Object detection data
** START **

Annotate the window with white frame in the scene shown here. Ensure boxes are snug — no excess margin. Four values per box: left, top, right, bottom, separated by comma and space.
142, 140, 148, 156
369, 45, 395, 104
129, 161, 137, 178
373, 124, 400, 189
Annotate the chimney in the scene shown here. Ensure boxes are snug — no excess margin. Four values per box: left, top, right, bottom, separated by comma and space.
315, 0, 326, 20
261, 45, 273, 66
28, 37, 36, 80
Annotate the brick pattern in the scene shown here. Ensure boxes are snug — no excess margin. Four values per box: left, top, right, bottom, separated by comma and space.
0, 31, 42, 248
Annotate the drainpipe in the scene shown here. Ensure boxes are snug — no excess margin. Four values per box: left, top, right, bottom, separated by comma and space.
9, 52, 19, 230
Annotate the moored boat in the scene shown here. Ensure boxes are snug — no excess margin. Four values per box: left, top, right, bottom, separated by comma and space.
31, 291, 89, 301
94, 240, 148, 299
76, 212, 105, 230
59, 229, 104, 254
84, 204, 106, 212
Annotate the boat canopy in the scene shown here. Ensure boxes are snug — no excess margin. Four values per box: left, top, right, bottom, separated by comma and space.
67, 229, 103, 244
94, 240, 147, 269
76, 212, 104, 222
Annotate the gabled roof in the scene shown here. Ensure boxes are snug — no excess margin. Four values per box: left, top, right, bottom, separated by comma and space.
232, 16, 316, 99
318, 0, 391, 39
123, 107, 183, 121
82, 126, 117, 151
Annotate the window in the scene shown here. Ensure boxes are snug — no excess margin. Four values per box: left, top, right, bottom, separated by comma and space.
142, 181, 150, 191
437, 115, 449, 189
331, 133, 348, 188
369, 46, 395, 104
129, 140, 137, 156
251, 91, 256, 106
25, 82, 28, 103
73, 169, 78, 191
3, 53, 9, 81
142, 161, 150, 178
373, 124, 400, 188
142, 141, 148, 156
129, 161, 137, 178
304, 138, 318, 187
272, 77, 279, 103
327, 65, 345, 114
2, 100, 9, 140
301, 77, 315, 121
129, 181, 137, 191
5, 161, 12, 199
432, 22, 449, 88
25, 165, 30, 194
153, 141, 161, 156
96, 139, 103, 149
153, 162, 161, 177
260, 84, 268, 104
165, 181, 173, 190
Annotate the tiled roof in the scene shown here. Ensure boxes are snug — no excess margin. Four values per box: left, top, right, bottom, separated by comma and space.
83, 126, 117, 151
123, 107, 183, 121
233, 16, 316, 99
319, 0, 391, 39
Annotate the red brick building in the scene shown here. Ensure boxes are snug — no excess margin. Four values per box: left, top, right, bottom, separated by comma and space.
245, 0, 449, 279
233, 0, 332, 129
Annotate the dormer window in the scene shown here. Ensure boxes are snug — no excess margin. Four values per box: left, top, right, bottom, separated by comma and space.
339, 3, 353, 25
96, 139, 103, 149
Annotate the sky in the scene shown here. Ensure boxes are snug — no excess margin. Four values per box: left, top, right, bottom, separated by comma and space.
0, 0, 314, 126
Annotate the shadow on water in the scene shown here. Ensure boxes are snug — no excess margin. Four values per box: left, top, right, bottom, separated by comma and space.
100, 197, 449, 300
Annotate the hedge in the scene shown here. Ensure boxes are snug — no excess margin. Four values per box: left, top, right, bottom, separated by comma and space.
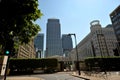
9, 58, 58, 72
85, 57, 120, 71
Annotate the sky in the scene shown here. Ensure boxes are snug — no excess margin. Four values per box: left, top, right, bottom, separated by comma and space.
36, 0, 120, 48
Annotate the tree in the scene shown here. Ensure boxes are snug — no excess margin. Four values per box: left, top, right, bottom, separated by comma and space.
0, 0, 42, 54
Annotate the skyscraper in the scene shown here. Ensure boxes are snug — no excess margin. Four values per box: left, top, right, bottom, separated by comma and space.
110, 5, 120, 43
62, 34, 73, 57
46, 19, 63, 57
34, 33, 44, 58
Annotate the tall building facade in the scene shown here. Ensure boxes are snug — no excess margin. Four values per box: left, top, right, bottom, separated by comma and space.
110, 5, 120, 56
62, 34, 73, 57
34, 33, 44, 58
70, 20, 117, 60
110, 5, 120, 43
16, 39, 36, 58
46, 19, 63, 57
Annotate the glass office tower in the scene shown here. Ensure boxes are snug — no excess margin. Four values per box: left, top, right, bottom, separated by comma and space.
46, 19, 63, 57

** END **
** START **

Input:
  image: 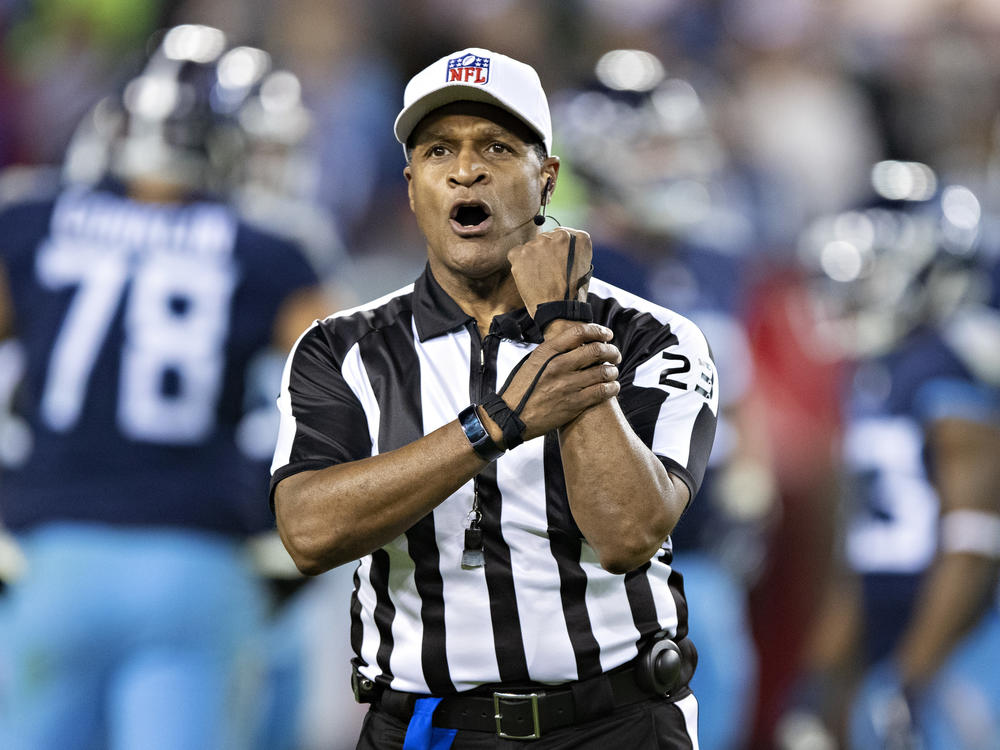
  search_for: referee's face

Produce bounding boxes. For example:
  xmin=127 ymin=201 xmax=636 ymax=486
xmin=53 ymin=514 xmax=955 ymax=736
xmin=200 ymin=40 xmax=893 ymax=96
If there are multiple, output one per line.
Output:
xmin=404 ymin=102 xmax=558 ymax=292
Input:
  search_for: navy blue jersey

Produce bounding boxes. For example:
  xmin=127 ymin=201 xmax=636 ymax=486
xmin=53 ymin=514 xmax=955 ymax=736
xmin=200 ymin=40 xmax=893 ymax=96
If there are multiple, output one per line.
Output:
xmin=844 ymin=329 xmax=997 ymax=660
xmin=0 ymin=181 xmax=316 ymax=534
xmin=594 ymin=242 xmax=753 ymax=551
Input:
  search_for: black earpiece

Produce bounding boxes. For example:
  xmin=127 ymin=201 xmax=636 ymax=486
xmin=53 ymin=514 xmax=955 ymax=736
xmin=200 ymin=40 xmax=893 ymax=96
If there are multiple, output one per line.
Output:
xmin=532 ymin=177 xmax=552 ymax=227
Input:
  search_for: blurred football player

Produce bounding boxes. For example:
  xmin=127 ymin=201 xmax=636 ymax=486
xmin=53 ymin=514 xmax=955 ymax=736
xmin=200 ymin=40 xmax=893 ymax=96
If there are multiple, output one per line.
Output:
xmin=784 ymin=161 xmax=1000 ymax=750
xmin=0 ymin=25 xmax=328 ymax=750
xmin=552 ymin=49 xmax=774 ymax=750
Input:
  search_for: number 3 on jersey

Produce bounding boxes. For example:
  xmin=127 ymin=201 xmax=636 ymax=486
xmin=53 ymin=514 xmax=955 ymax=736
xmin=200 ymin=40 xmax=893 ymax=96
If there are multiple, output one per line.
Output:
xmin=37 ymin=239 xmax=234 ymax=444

** END **
** START **

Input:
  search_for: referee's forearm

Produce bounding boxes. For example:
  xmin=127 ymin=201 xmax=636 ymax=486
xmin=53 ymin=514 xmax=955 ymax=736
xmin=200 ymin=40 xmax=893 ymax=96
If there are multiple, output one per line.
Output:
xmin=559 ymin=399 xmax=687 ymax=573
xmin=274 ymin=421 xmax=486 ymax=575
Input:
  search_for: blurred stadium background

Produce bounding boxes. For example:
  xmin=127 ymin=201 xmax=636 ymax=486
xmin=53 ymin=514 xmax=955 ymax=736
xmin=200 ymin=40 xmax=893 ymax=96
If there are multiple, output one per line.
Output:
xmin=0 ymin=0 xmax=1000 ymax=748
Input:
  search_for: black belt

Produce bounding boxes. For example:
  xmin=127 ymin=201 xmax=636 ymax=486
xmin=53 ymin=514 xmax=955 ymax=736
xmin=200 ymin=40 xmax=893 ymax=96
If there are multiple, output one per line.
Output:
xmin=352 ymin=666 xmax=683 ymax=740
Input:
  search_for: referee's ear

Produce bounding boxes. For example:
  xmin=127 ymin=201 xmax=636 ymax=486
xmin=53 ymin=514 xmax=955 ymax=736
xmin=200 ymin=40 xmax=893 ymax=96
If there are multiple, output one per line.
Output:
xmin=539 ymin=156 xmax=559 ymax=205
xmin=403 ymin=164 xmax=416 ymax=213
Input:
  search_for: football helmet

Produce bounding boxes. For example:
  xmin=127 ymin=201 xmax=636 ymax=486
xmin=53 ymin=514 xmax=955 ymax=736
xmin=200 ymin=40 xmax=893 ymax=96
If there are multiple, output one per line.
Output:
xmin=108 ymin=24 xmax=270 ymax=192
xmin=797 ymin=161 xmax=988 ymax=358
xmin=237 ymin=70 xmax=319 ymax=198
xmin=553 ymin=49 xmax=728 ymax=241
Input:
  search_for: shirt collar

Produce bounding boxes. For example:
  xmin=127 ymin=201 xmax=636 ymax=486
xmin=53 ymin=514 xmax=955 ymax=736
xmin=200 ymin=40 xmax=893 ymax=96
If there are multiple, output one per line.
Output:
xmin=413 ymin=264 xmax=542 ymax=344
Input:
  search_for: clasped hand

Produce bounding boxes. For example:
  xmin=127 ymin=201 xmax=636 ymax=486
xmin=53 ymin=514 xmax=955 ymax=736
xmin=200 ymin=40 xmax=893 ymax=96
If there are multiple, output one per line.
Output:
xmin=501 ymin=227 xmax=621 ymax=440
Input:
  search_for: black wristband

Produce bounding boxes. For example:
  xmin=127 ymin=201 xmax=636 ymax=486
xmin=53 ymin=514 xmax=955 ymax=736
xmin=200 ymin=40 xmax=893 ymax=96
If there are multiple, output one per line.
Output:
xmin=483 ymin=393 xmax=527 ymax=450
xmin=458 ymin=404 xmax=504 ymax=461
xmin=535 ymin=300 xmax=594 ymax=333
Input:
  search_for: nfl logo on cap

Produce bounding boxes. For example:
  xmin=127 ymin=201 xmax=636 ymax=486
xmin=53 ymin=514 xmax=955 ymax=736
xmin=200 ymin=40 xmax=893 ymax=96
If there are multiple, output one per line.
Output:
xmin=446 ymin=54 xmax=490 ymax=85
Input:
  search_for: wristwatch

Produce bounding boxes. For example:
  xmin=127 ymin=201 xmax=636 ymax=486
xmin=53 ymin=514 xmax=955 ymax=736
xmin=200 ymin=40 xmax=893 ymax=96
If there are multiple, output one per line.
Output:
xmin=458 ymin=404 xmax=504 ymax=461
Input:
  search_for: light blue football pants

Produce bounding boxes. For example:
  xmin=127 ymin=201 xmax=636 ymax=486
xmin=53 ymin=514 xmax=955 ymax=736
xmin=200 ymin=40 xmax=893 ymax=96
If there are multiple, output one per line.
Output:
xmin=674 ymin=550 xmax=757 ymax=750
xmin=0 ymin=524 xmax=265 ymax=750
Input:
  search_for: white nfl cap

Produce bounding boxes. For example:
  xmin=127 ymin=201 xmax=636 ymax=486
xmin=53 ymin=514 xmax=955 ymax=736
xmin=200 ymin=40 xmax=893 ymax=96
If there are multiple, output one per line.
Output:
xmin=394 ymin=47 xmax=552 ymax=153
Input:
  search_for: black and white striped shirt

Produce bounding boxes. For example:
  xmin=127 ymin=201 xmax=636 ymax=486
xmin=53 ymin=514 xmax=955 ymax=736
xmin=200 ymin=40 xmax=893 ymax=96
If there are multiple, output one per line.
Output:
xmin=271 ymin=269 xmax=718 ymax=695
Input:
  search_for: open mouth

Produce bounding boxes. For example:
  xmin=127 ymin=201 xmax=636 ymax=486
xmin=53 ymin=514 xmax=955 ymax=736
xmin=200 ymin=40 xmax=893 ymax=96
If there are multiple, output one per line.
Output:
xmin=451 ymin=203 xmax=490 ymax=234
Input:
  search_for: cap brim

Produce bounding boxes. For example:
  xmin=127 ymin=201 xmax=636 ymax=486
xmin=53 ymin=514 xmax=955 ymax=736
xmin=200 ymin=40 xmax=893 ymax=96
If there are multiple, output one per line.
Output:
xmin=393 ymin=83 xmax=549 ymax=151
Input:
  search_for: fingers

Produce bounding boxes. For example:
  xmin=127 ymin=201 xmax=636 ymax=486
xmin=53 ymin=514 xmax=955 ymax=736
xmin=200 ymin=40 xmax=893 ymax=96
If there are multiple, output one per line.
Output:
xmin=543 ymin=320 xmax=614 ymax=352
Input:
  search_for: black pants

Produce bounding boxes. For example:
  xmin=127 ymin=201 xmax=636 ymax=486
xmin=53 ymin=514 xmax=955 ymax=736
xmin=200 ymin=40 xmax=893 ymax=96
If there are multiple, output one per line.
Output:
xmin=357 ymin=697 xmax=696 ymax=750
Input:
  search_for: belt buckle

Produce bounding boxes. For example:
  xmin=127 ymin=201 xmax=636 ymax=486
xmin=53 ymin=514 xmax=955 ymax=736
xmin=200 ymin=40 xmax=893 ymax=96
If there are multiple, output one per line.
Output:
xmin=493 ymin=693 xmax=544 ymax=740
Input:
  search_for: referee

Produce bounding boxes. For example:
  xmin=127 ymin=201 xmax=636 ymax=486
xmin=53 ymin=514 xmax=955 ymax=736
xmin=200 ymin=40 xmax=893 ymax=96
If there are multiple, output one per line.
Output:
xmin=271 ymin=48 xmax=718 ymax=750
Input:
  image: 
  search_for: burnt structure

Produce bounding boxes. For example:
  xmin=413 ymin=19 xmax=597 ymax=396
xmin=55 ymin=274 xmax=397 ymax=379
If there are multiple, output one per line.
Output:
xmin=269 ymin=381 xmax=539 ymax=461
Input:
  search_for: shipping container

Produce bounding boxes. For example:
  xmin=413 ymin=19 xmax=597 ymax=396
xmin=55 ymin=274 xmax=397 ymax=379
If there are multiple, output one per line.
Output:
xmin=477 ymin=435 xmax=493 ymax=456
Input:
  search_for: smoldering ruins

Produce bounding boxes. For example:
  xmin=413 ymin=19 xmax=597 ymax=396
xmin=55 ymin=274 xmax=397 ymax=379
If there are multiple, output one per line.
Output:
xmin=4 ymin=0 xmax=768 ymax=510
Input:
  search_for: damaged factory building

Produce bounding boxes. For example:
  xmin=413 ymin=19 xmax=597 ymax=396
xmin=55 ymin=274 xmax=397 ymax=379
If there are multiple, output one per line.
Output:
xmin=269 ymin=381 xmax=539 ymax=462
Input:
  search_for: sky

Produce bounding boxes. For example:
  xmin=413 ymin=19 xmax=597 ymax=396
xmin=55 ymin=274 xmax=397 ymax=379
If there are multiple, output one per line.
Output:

** END **

Exercise goal: Rewrite the lines from the one containing "Annotate the window with" through the one containing "373, 124, 400, 189", changing "snug" to "tight" and keeping everything else the same.

Answer:
Annotate the window with white frame in the scene shown here. Ensure boxes are tight — no excess margin. Four values per box: left, top, right, bottom, separated by comma and space.
142, 140, 148, 156
369, 45, 395, 104
129, 161, 137, 178
373, 124, 400, 189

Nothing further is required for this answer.